» Data provided:
◇ ◇ ◇ ◇ ◇ ◇ ◇

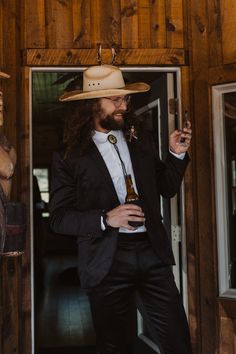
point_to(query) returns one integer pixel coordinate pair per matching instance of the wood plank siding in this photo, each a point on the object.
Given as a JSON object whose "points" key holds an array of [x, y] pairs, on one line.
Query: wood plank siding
{"points": [[196, 35]]}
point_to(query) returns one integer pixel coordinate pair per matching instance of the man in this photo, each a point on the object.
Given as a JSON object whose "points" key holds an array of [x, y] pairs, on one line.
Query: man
{"points": [[117, 260]]}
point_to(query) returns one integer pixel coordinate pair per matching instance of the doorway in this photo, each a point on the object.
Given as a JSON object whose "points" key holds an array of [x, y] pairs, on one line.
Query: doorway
{"points": [[61, 316]]}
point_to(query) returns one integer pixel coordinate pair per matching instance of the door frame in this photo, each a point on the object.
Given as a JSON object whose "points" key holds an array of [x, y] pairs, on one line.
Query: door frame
{"points": [[27, 175]]}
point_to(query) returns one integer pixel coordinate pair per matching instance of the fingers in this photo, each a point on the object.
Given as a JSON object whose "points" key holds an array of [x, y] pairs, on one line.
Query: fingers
{"points": [[121, 215]]}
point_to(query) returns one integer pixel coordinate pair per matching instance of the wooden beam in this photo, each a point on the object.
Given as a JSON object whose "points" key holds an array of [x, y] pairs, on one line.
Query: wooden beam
{"points": [[77, 57], [222, 74]]}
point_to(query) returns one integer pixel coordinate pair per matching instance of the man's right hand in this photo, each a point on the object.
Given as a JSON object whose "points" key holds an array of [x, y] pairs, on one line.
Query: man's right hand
{"points": [[121, 215]]}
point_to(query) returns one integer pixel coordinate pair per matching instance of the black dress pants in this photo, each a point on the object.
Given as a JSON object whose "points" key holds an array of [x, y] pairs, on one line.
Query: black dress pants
{"points": [[137, 271]]}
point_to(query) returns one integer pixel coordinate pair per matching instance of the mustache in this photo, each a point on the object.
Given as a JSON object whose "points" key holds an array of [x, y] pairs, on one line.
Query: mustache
{"points": [[119, 111]]}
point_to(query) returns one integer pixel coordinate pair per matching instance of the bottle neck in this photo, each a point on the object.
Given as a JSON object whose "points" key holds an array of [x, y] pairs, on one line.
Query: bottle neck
{"points": [[131, 194]]}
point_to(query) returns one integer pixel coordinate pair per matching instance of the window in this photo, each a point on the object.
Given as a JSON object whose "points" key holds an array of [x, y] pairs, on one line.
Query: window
{"points": [[224, 129], [41, 185]]}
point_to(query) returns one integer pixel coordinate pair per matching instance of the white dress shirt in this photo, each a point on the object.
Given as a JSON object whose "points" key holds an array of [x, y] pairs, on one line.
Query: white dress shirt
{"points": [[114, 166]]}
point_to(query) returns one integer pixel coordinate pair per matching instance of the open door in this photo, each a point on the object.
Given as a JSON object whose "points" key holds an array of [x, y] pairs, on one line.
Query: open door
{"points": [[163, 114], [46, 136]]}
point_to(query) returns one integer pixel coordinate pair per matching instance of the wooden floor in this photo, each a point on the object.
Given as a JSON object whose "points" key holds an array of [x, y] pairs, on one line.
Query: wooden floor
{"points": [[62, 314]]}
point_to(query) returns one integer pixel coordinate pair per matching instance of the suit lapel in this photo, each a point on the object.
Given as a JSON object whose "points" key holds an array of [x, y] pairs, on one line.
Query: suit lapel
{"points": [[134, 155], [102, 168]]}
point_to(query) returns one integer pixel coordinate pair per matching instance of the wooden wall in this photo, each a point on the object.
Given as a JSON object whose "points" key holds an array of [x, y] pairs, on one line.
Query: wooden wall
{"points": [[198, 36]]}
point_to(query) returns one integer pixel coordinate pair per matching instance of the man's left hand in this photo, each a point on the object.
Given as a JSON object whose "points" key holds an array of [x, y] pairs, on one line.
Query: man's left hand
{"points": [[180, 139]]}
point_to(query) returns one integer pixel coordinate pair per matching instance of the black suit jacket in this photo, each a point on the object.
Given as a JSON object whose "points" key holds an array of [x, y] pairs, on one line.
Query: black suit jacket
{"points": [[82, 188]]}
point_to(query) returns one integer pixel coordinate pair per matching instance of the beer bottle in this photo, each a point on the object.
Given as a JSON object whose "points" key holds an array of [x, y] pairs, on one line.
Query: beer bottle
{"points": [[132, 198]]}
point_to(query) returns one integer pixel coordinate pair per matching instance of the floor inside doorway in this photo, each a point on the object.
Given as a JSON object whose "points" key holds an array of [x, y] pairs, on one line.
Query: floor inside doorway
{"points": [[63, 322]]}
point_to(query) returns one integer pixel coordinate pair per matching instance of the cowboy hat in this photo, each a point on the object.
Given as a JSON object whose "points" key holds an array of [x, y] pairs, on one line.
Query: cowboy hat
{"points": [[103, 81], [4, 75]]}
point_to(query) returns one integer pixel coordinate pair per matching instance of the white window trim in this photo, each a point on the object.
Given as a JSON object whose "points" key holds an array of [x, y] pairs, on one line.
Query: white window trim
{"points": [[221, 194]]}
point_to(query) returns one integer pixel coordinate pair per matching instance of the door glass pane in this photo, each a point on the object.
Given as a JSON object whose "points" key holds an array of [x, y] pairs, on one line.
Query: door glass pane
{"points": [[230, 140], [224, 129]]}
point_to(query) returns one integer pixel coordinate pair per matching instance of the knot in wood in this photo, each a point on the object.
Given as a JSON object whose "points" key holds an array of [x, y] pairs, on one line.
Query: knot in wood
{"points": [[130, 10], [170, 26], [199, 24]]}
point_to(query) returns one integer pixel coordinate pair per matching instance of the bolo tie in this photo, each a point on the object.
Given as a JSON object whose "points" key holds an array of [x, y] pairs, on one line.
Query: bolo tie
{"points": [[113, 140]]}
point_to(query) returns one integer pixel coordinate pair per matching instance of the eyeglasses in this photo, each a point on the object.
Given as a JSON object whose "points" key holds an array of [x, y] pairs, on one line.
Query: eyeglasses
{"points": [[117, 101]]}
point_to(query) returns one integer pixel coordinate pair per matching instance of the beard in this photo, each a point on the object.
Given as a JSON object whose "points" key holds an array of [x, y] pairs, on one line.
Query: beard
{"points": [[109, 122]]}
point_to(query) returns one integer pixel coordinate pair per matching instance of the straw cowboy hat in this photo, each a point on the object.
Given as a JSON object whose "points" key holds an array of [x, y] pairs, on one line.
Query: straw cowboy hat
{"points": [[103, 81], [4, 75]]}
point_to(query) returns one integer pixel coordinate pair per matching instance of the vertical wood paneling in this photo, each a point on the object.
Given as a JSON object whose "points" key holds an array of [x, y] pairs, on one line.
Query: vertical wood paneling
{"points": [[174, 23], [157, 24], [11, 290], [24, 193], [129, 24], [11, 62], [105, 26], [81, 23], [95, 23], [144, 24], [226, 330], [202, 144], [33, 26], [215, 38], [59, 24], [190, 205], [228, 15], [1, 35]]}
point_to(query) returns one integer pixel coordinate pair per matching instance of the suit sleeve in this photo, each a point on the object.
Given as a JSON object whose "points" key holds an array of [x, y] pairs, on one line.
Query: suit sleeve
{"points": [[65, 216]]}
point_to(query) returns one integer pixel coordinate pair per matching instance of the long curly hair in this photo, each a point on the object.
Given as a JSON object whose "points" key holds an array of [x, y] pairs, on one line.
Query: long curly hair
{"points": [[80, 124]]}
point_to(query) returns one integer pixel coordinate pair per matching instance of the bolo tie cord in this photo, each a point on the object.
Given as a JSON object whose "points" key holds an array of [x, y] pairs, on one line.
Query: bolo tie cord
{"points": [[112, 139]]}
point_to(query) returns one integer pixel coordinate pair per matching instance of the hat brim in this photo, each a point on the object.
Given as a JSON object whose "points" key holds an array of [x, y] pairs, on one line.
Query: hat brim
{"points": [[130, 89], [4, 75]]}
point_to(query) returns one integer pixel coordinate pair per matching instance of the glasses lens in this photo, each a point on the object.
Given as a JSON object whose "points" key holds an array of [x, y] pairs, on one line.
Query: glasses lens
{"points": [[117, 101]]}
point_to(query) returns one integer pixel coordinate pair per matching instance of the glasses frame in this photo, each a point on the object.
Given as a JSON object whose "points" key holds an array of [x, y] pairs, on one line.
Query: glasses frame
{"points": [[117, 101]]}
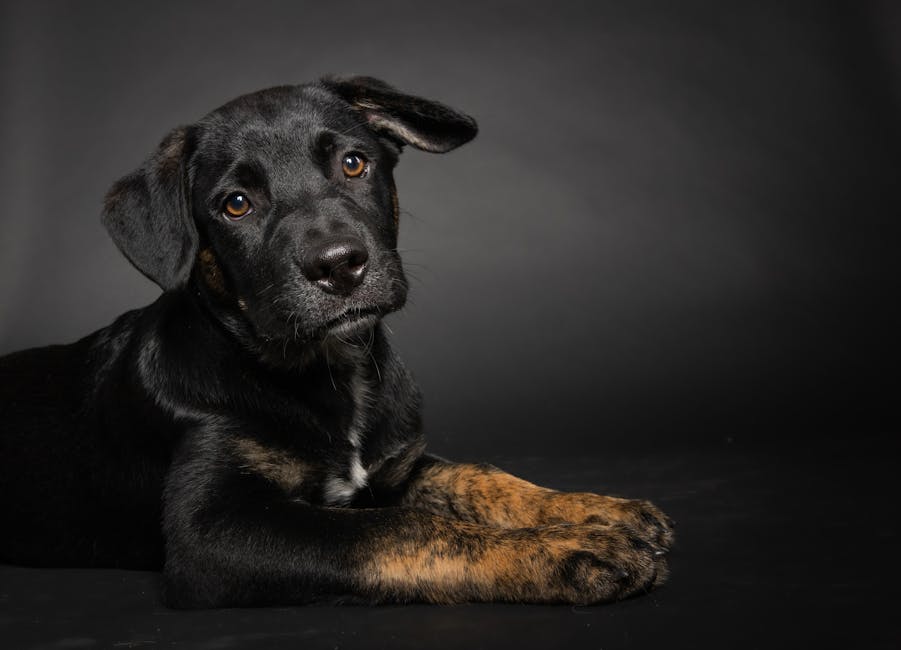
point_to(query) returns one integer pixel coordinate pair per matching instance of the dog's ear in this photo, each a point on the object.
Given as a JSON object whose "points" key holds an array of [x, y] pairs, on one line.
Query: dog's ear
{"points": [[148, 213], [419, 122]]}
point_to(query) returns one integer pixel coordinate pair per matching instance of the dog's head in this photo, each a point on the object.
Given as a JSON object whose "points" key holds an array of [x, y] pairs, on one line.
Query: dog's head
{"points": [[280, 205]]}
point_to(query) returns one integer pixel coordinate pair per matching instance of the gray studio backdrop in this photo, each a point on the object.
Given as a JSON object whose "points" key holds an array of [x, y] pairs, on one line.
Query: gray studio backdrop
{"points": [[678, 222]]}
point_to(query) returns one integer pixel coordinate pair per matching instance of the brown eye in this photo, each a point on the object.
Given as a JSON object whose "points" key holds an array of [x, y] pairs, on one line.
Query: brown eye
{"points": [[353, 165], [236, 205]]}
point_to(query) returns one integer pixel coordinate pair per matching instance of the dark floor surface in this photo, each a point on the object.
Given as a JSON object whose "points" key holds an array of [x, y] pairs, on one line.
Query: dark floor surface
{"points": [[777, 548]]}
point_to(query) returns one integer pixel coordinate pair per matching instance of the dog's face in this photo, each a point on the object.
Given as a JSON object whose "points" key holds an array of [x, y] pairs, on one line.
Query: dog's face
{"points": [[281, 206]]}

◇ ◇ ◇ ◇ ◇ ◇ ◇

» What you will do: Where the listing above has a line with "Query: door frame", start there, and output every line exactly through the line with "the wooden beam", which is also included.

» Solution for this task:
Query: door frame
{"points": [[27, 175]]}
point_to(query) returns one integer pixel coordinate pair per matching instance of the fingers in this photo, each a point on the object.
Given as a JSON object whose "points" key holds an array of [x, y] pairs, on one line.
Query: fingers
{"points": [[121, 215]]}
point_to(query) returns one integer pixel coordinate pair per matching instance of the wooden beam in this photo, each a point on the object.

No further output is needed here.